_Selected extract_.

On/off-ramp — the conversion between fiat money and cryptocurrency — a few years ago was a tool from the world of retail exchanges and crypto enthusiasts. Today, it is an operational mechanism that determines how quickly a business can manage liquidity in real time. And if your company operates with multiple currencies, partners across different jurisdictions, and wants not just to “accept payments” but to actively manage capital — then the conversation about On/Off-Ramps should start not with integration, but with architecture.

How Corporate Treasury Has Changed In The Digital Economy

Traditional corporate treasury used to solve three core tasks: monitoring cash balances, managing FX risk, and ensuring liquidity for operations. All of this worked within banking hours, through custodial accounts, with settlement delays ranging from T+1 to T+3. Clean on paper. Acceptable in practice. But it belonged to a different economy.

In the digital economy, money moves differently because the structure of business itself has changed:

Real-time liquidity has stopped being a nice-to-have buzzword and has become an operational requirement. Think of a marketplace paying suppliers in Southeast Asia the moment a buyer in Europe confirms an order. Or a SaaS company receiving subscription revenue in USD while simultaneously paying developers across multiple currencies. A 48-hour delay here is not a minor operational inconvenience — it is a cash flow gap that needs to be financed.

Multi-currency operations are no longer a privilege of large enterprises. A mid-sized B2B SaaS company with customers across three or four regions today operates in EUR, USD, GBP, and sometimes additional local currencies — not because it wants to, but because that is how the market is structured. And each currency pair introduces FX risk, conversion spreads, and additional operational overhead for finance teams.

The crypto + fiat hybrid model is perhaps the most interesting shift of the last two years. Stablecoins have effectively become a working liquidity tool: USDC is used for settlements with partners where traditional bank transfers are slow or expensive. Major companies — from Stripe to Shopify — have already integrated this into their financial stack as operational infrastructure.

Why On/Off-Ramp Became Part Of Treasury, Not Payments

If you ask most CFOs what an on/off-ramp is, they’ll say “it’s about payments.” But that’s a framing error — and it costs real money.

_Given request 1_.
In the on/off-ramp passage, what range of settlement delays did traditional corporate treasury operate with?

_Input data_.
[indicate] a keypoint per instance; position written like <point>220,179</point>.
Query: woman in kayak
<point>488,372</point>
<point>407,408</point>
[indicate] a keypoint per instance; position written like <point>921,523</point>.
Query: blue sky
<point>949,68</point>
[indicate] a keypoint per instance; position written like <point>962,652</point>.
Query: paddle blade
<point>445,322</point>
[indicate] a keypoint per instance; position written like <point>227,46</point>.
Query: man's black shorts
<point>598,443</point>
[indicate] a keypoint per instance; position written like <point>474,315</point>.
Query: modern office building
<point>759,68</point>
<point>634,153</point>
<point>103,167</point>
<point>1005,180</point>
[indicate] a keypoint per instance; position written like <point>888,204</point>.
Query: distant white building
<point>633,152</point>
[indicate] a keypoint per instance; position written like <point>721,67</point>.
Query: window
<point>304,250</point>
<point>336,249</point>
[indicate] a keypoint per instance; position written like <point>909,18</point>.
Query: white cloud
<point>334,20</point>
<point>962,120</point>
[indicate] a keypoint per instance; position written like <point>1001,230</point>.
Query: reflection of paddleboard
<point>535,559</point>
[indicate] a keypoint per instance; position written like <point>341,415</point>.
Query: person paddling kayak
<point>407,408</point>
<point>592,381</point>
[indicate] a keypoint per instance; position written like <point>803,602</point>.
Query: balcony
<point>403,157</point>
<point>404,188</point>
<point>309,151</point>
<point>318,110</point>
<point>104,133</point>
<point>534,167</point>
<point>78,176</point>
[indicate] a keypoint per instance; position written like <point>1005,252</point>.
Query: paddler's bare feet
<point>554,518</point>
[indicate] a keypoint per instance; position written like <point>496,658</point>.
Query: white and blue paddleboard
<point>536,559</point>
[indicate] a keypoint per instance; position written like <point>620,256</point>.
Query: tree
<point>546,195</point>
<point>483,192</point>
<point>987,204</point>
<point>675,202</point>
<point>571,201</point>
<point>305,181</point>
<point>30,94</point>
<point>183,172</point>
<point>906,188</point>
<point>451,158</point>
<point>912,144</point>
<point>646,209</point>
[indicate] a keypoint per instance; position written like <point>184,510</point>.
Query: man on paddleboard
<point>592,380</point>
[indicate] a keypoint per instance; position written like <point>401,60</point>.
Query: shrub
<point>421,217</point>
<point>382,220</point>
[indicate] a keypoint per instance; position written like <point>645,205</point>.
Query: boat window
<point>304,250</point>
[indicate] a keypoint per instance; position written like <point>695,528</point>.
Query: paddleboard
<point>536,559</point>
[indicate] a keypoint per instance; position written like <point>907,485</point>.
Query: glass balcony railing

_Given request 2_.
Copy, word for word, the part of the records that opens with the line containing "written like <point>184,510</point>." and closes with the last line of the records.

_Written solution 1_.
From T+1 to T+3.

_Written solution 2_.
[indicate] a keypoint per instance; position written like <point>184,510</point>.
Query: man on paddleboard
<point>592,380</point>
[indicate] a keypoint per instance; position written like <point>401,60</point>.
Query: shrub
<point>421,217</point>
<point>382,220</point>
[indicate] a keypoint per instance; position written like <point>645,205</point>.
Query: boat window
<point>304,250</point>
[indicate] a keypoint per instance; position written like <point>695,528</point>.
Query: paddleboard
<point>536,559</point>
[indicate] a keypoint per instance; position written like <point>907,485</point>.
Query: glass balcony railing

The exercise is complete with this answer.